## Task to carry out
From the listing below, pull each line that includes "plastic".

## Information given
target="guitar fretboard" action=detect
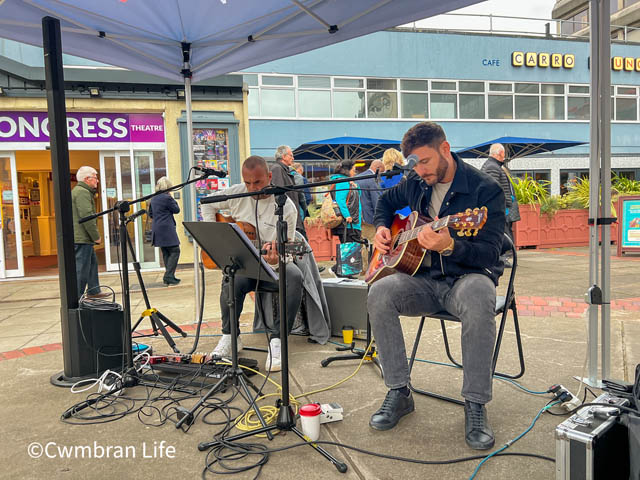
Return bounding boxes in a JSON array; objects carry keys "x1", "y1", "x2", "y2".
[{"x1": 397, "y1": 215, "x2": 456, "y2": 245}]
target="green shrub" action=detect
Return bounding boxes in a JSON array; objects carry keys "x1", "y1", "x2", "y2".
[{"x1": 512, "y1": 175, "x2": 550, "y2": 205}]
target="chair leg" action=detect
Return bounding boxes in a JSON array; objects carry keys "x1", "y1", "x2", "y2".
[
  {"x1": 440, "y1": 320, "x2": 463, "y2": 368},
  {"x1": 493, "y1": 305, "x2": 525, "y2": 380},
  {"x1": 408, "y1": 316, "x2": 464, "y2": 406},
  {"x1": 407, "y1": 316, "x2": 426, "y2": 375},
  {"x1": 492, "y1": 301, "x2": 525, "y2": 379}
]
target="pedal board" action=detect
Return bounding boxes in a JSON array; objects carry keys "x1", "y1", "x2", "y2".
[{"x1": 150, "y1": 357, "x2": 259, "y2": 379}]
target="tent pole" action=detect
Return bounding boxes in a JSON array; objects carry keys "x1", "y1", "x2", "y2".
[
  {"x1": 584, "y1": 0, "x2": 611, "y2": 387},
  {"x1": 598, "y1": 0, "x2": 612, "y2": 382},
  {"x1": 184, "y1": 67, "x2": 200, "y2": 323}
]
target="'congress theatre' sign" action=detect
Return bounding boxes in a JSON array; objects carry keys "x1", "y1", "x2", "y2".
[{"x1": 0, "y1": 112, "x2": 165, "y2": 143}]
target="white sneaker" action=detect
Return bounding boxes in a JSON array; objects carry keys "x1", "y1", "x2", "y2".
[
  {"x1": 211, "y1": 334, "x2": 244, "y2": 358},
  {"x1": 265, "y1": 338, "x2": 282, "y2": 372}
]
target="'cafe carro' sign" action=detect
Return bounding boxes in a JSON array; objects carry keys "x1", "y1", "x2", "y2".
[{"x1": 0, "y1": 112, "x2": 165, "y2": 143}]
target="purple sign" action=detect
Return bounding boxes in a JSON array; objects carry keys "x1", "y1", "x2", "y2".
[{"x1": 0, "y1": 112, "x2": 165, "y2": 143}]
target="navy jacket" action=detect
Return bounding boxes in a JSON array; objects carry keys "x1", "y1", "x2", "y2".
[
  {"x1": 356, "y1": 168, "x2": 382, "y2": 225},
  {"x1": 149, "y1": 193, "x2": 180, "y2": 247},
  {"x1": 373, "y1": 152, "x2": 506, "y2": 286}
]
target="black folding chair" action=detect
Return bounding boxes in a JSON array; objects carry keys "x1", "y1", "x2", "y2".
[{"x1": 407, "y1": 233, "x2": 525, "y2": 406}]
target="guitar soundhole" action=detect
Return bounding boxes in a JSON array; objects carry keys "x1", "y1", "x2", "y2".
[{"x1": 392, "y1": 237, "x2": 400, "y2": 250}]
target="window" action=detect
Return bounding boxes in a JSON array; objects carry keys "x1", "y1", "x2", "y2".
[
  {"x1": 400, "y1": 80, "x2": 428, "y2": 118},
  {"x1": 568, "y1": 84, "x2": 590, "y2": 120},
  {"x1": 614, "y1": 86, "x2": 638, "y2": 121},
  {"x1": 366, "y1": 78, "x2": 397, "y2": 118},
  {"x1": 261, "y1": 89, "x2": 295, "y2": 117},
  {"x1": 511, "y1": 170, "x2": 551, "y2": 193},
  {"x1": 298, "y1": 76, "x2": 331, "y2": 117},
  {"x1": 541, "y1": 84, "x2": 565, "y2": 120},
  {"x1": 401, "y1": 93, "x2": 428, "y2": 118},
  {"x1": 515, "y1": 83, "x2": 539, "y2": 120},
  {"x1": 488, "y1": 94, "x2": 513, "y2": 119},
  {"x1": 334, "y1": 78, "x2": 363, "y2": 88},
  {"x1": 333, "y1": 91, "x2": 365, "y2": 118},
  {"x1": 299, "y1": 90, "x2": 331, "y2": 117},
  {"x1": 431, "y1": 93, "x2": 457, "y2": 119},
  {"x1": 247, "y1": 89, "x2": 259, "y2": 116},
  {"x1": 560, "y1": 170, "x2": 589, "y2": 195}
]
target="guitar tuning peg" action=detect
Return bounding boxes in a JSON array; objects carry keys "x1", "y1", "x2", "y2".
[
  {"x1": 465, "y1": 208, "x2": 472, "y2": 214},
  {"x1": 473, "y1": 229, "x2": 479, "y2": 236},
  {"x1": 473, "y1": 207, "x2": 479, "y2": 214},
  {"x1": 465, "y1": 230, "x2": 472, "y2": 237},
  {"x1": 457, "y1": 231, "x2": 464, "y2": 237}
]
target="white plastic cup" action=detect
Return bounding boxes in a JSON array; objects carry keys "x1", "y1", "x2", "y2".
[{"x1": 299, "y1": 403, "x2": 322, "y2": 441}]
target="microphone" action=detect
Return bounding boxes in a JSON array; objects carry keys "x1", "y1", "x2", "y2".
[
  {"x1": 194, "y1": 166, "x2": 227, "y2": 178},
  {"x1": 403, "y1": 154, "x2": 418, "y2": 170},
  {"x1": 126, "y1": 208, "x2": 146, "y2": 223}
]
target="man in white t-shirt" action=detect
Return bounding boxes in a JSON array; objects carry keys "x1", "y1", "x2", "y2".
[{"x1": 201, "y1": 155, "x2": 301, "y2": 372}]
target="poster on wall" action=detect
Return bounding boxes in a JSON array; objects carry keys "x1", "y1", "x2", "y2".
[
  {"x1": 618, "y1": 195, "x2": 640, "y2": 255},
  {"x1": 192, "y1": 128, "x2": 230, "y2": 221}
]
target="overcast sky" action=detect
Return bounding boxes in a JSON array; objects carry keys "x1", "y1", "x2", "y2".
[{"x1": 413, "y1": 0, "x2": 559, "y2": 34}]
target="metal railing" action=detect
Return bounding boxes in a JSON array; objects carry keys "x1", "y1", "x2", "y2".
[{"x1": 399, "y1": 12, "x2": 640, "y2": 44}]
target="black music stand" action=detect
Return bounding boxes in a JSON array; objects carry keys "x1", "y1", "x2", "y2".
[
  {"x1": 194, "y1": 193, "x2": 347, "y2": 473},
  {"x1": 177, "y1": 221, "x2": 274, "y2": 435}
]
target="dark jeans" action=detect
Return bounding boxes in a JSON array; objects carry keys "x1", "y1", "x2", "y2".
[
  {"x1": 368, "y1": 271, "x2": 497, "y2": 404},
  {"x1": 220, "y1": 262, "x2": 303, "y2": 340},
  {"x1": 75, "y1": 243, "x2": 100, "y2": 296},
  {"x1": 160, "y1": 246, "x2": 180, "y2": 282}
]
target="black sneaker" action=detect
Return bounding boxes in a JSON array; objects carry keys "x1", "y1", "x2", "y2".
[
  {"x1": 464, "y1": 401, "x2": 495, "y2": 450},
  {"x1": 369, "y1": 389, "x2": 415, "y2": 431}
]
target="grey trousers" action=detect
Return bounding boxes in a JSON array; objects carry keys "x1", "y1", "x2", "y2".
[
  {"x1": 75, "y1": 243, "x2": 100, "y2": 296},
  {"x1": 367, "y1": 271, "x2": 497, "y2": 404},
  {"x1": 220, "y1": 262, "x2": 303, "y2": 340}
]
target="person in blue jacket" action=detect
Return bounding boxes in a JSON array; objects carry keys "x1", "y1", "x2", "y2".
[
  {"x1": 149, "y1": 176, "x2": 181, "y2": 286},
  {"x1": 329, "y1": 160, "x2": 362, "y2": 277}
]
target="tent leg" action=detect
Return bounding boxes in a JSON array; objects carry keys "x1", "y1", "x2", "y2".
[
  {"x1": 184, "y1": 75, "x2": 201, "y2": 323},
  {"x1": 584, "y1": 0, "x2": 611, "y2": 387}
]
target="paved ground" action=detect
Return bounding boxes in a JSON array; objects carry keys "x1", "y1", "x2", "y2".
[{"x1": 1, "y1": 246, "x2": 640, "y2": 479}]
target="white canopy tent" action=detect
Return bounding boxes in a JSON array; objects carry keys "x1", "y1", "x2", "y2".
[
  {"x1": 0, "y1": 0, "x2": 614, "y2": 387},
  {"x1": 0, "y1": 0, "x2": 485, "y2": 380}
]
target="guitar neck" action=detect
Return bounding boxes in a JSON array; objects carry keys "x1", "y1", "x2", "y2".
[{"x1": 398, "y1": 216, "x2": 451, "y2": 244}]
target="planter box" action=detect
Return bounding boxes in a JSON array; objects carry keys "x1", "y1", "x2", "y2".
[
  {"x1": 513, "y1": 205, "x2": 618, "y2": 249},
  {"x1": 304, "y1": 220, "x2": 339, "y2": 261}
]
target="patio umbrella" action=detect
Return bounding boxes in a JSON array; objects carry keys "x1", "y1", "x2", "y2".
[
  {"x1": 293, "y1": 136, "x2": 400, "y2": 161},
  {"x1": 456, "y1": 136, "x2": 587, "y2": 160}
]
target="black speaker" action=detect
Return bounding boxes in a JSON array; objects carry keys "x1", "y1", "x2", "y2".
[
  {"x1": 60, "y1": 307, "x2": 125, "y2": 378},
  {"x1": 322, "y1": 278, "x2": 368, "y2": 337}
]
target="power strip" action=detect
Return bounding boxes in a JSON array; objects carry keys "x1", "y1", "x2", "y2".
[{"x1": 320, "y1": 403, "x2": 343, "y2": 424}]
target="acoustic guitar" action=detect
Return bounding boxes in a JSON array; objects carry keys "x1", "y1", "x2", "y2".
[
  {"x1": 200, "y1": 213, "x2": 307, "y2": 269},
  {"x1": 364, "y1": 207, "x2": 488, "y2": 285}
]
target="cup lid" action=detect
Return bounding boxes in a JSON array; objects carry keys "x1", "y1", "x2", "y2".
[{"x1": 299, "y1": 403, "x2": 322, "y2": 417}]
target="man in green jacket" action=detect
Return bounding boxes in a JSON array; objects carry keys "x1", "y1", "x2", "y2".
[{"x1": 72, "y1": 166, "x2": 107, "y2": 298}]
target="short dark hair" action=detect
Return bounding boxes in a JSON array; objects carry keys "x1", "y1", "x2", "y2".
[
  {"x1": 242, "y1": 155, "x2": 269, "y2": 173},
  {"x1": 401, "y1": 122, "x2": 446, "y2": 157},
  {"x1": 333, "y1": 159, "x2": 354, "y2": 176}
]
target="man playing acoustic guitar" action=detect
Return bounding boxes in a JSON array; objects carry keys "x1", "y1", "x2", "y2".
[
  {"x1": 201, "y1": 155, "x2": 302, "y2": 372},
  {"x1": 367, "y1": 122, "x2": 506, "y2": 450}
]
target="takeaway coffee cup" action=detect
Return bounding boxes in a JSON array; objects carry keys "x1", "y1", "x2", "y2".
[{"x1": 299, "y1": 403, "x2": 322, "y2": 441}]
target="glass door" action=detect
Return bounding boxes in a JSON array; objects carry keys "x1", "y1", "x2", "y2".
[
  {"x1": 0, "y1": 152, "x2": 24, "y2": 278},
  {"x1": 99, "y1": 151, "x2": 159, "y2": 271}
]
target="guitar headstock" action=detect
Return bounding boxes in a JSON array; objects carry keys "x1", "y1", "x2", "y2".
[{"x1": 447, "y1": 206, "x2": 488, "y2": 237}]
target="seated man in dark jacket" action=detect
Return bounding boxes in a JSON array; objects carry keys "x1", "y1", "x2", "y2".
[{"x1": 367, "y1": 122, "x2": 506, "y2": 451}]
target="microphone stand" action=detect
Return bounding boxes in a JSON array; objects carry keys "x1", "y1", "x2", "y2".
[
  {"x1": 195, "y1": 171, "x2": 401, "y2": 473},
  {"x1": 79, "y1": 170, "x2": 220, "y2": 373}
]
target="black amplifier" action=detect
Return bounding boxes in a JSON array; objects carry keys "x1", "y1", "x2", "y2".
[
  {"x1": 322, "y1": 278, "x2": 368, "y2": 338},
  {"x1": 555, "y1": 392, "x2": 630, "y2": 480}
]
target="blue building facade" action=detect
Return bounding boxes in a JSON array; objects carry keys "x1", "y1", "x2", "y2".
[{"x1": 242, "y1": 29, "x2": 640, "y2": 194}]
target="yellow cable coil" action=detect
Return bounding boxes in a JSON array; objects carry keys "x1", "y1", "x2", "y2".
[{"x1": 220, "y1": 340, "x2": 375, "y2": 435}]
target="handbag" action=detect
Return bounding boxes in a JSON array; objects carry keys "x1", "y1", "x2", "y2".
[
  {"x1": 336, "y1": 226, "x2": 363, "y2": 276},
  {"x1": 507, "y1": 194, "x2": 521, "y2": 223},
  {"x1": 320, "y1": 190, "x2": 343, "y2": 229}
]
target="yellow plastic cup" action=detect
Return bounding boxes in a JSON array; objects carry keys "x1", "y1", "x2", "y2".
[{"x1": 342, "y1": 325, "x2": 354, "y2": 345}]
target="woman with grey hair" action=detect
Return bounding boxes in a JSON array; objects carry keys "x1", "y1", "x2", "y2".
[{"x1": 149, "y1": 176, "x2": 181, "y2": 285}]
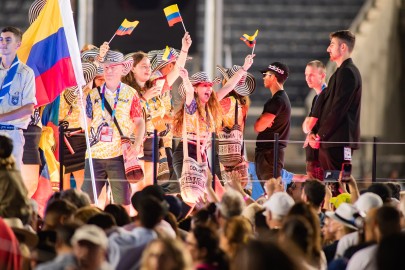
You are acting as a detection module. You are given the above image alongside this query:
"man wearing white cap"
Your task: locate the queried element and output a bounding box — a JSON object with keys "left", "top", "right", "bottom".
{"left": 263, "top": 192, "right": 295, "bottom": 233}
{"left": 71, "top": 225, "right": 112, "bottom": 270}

## Expected output
target="white plastic cup" action=detect
target="yellow plastic cup" action=detect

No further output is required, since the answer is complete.